■ **TASK BRIEF**
Can you convert each line of the data below into a JSON list of strings, one string per line, skipping any blank lines?

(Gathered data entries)
======

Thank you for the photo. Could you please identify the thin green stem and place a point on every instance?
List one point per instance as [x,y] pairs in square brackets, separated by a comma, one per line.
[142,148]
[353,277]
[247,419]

======

■ **EXERCISE RESULT**
[
  "Thank you for the photo. Could you please identify the thin green stem and place a point on every instance?",
  "List one point per instance as [x,y] pairs in square brackets, separated by a comma, one per line.",
  "[142,148]",
  "[353,277]",
  "[247,419]"
]